▶ _The problem_: Each entry below must be repeated word for word.
── Extracted material ──
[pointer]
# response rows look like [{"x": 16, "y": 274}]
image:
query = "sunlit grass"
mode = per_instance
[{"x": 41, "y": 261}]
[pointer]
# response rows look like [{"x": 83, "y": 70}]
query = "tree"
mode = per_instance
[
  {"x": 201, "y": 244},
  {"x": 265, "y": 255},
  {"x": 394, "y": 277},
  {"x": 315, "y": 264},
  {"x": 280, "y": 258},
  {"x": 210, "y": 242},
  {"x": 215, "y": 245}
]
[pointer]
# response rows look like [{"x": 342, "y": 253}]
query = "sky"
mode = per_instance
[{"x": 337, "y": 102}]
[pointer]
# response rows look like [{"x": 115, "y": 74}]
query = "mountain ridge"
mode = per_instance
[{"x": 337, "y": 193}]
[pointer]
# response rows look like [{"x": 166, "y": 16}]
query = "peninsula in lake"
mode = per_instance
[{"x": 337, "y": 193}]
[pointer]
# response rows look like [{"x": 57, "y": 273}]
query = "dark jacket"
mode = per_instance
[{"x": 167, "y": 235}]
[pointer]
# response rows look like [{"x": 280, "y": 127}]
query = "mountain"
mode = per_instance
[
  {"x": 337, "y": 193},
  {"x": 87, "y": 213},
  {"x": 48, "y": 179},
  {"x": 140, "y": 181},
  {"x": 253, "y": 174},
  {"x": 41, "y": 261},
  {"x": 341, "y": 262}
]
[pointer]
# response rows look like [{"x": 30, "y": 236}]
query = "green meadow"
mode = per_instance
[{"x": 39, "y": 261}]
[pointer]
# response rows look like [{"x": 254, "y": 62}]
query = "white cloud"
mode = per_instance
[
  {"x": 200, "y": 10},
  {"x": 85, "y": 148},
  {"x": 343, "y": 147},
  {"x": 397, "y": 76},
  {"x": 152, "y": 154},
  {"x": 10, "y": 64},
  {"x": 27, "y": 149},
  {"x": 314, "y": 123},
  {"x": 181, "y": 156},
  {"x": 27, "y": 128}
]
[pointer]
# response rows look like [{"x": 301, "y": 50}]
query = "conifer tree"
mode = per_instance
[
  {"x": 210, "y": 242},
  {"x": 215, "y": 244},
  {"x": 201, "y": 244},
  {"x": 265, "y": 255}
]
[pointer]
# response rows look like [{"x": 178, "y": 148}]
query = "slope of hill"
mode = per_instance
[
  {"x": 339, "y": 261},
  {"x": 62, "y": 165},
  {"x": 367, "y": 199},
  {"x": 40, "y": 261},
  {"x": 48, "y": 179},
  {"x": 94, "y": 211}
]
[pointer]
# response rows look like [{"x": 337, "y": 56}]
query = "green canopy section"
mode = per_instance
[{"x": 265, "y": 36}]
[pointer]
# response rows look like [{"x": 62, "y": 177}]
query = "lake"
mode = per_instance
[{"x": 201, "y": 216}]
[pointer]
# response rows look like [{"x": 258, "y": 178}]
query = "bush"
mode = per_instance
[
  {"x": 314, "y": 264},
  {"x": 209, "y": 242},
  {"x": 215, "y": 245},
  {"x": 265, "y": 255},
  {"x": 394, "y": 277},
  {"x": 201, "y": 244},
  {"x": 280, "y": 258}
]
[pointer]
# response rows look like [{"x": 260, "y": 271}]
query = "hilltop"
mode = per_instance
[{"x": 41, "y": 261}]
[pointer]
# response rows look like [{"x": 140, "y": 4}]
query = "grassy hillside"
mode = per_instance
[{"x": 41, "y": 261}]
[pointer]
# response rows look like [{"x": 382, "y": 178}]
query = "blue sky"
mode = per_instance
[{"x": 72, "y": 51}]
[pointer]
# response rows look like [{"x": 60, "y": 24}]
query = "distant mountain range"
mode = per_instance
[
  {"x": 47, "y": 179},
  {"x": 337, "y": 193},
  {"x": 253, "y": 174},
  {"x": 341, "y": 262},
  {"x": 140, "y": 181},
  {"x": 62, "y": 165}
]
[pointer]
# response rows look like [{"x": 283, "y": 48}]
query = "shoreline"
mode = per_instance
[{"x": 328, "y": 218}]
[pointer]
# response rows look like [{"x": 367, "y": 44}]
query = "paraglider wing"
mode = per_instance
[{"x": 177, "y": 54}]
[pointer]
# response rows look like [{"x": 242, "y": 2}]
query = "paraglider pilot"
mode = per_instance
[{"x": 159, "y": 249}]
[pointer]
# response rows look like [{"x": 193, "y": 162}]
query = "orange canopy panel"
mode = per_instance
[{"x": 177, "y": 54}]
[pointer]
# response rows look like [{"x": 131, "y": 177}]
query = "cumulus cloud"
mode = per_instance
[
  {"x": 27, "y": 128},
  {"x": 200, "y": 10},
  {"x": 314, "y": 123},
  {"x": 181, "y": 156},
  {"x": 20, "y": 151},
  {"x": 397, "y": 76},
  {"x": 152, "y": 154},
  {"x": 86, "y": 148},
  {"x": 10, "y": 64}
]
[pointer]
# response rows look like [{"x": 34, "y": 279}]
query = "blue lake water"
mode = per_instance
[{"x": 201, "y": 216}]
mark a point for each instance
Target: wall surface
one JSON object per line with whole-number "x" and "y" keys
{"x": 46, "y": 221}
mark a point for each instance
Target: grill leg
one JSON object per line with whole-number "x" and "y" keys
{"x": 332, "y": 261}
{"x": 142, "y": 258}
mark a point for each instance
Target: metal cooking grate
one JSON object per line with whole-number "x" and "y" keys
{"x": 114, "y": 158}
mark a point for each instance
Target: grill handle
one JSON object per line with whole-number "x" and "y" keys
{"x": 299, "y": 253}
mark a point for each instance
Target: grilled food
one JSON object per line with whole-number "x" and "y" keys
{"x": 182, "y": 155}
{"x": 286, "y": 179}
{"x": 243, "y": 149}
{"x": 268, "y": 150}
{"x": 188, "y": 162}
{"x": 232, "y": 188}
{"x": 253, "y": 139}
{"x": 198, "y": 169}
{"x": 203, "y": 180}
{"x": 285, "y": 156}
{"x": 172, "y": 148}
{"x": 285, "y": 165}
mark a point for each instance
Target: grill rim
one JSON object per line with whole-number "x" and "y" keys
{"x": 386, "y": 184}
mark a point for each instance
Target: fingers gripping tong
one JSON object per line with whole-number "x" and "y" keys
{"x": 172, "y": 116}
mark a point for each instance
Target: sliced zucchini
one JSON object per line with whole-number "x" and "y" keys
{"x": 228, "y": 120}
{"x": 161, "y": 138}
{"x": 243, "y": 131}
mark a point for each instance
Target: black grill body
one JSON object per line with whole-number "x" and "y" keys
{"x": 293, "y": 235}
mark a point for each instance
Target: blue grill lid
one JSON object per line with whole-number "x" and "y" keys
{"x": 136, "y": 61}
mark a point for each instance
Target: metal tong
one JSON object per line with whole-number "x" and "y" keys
───
▶ _Answer to the task_:
[pointer]
# response rows look like [{"x": 16, "y": 274}]
image:
query = "sunlit grass"
mode = per_instance
[{"x": 41, "y": 261}]
[pointer]
# response rows look like [{"x": 83, "y": 70}]
query = "tree"
mode = per_instance
[
  {"x": 201, "y": 244},
  {"x": 265, "y": 255},
  {"x": 394, "y": 277},
  {"x": 315, "y": 264},
  {"x": 280, "y": 258},
  {"x": 210, "y": 242},
  {"x": 215, "y": 245}
]
[pointer]
# response rows look like [{"x": 342, "y": 253}]
query = "sky"
mode = per_instance
[{"x": 337, "y": 102}]
[pointer]
# response rows look like [{"x": 115, "y": 74}]
query = "mountain ridge"
mode = per_instance
[{"x": 337, "y": 193}]
[pointer]
# response rows look like [{"x": 166, "y": 16}]
query = "peninsula in lake"
mode = per_instance
[{"x": 337, "y": 193}]
[pointer]
# response rows look like [{"x": 57, "y": 273}]
query = "dark jacket"
mode = per_instance
[{"x": 167, "y": 235}]
[pointer]
# response rows look like [{"x": 280, "y": 127}]
query = "mountain"
mode = per_instance
[
  {"x": 337, "y": 193},
  {"x": 87, "y": 213},
  {"x": 48, "y": 179},
  {"x": 140, "y": 181},
  {"x": 253, "y": 174},
  {"x": 41, "y": 261},
  {"x": 341, "y": 262}
]
[pointer]
# response rows look like [{"x": 30, "y": 236}]
query = "green meadow"
mode = per_instance
[{"x": 39, "y": 261}]
[pointer]
# response rows look like [{"x": 254, "y": 62}]
query = "white cloud"
mode = per_instance
[
  {"x": 200, "y": 10},
  {"x": 85, "y": 148},
  {"x": 343, "y": 147},
  {"x": 397, "y": 76},
  {"x": 152, "y": 154},
  {"x": 10, "y": 64},
  {"x": 27, "y": 149},
  {"x": 314, "y": 123},
  {"x": 181, "y": 156},
  {"x": 27, "y": 128}
]
[pointer]
# response rows look like [{"x": 301, "y": 50}]
query = "conifer tree"
mode = per_instance
[
  {"x": 210, "y": 242},
  {"x": 215, "y": 244},
  {"x": 201, "y": 244},
  {"x": 265, "y": 255}
]
[pointer]
# response rows look like [{"x": 178, "y": 148}]
query = "slope of hill"
mode = per_instance
[
  {"x": 339, "y": 261},
  {"x": 62, "y": 165},
  {"x": 367, "y": 199},
  {"x": 40, "y": 261},
  {"x": 48, "y": 179},
  {"x": 94, "y": 211}
]
[pointer]
# response rows look like [{"x": 337, "y": 56}]
query = "green canopy section"
mode = per_instance
[{"x": 265, "y": 36}]
[pointer]
# response rows look like [{"x": 62, "y": 177}]
query = "lake"
mode = per_instance
[{"x": 201, "y": 216}]
[pointer]
# response rows look like [{"x": 258, "y": 178}]
query = "bush"
mode = per_instance
[
  {"x": 314, "y": 264},
  {"x": 209, "y": 242},
  {"x": 215, "y": 245},
  {"x": 265, "y": 255},
  {"x": 394, "y": 277},
  {"x": 201, "y": 244},
  {"x": 280, "y": 258}
]
[pointer]
# response rows look like [{"x": 260, "y": 271}]
query = "hilltop"
mode = per_instance
[{"x": 41, "y": 261}]
[pointer]
# response rows look like [{"x": 140, "y": 4}]
query = "grassy hillside"
mode = per_instance
[{"x": 41, "y": 261}]
[pointer]
# response rows look like [{"x": 382, "y": 178}]
query = "blue sky"
mode = per_instance
[{"x": 72, "y": 51}]
[pointer]
# response rows look like [{"x": 60, "y": 24}]
query = "distant mountain range"
mode = per_instance
[
  {"x": 47, "y": 179},
  {"x": 337, "y": 193},
  {"x": 253, "y": 174},
  {"x": 341, "y": 262},
  {"x": 140, "y": 181},
  {"x": 62, "y": 165}
]
[pointer]
# response rows look like [{"x": 283, "y": 48}]
query = "shoreline"
mode = per_instance
[{"x": 328, "y": 218}]
[pointer]
# response rows look like [{"x": 367, "y": 44}]
query = "paraglider wing"
mode = per_instance
[{"x": 177, "y": 54}]
[pointer]
# response rows look like [{"x": 242, "y": 2}]
query = "paraglider pilot"
mode = per_instance
[{"x": 159, "y": 249}]
[pointer]
# response rows look like [{"x": 193, "y": 162}]
query = "orange canopy panel"
mode = per_instance
[{"x": 177, "y": 54}]
[pointer]
# response rows look like [{"x": 131, "y": 177}]
query = "cumulus cloud"
mode = per_instance
[
  {"x": 27, "y": 128},
  {"x": 200, "y": 10},
  {"x": 314, "y": 123},
  {"x": 181, "y": 156},
  {"x": 20, "y": 151},
  {"x": 397, "y": 76},
  {"x": 152, "y": 154},
  {"x": 86, "y": 148},
  {"x": 10, "y": 64}
]
[pointer]
# response rows look like [{"x": 34, "y": 279}]
query = "blue lake water"
mode = per_instance
[{"x": 201, "y": 216}]
mark a point for each instance
Target: wall surface
one JSON object per line with whole-number "x" and "y" keys
{"x": 46, "y": 221}
mark a point for each instance
Target: grill leg
one JSON object per line with whole-number "x" and "y" keys
{"x": 332, "y": 261}
{"x": 142, "y": 258}
mark a point for each instance
Target: metal cooking grate
one JSON object per line with whole-number "x" and "y" keys
{"x": 114, "y": 158}
mark a point for each instance
Target: grill handle
one JSON object per line with whole-number "x" and "y" keys
{"x": 299, "y": 253}
mark a point for each instance
Target: grilled food
one JSON object per line with whole-number "x" and "y" keys
{"x": 182, "y": 155}
{"x": 286, "y": 179}
{"x": 243, "y": 149}
{"x": 268, "y": 150}
{"x": 188, "y": 162}
{"x": 232, "y": 188}
{"x": 253, "y": 139}
{"x": 198, "y": 169}
{"x": 203, "y": 180}
{"x": 285, "y": 156}
{"x": 172, "y": 148}
{"x": 285, "y": 165}
mark a point for each instance
Target: grill rim
one JSON object per line with whole-number "x" and "y" keys
{"x": 386, "y": 184}
mark a point for each instance
Target: fingers gripping tong
one JSON object per line with whole-number "x" and "y" keys
{"x": 172, "y": 116}
mark a point for each instance
Target: sliced zucchini
one JSON object per line with whole-number "x" and "y" keys
{"x": 228, "y": 120}
{"x": 161, "y": 138}
{"x": 243, "y": 131}
mark a point for each instance
Target: black grill body
one JSON object per line with whole-number "x" and "y" keys
{"x": 293, "y": 235}
mark a point for each instance
Target: blue grill lid
one JSON object per line with whole-number "x" and "y" keys
{"x": 136, "y": 61}
mark a point for each instance
Target: metal tong
one JSON object per line with whole-number "x" and "y" keys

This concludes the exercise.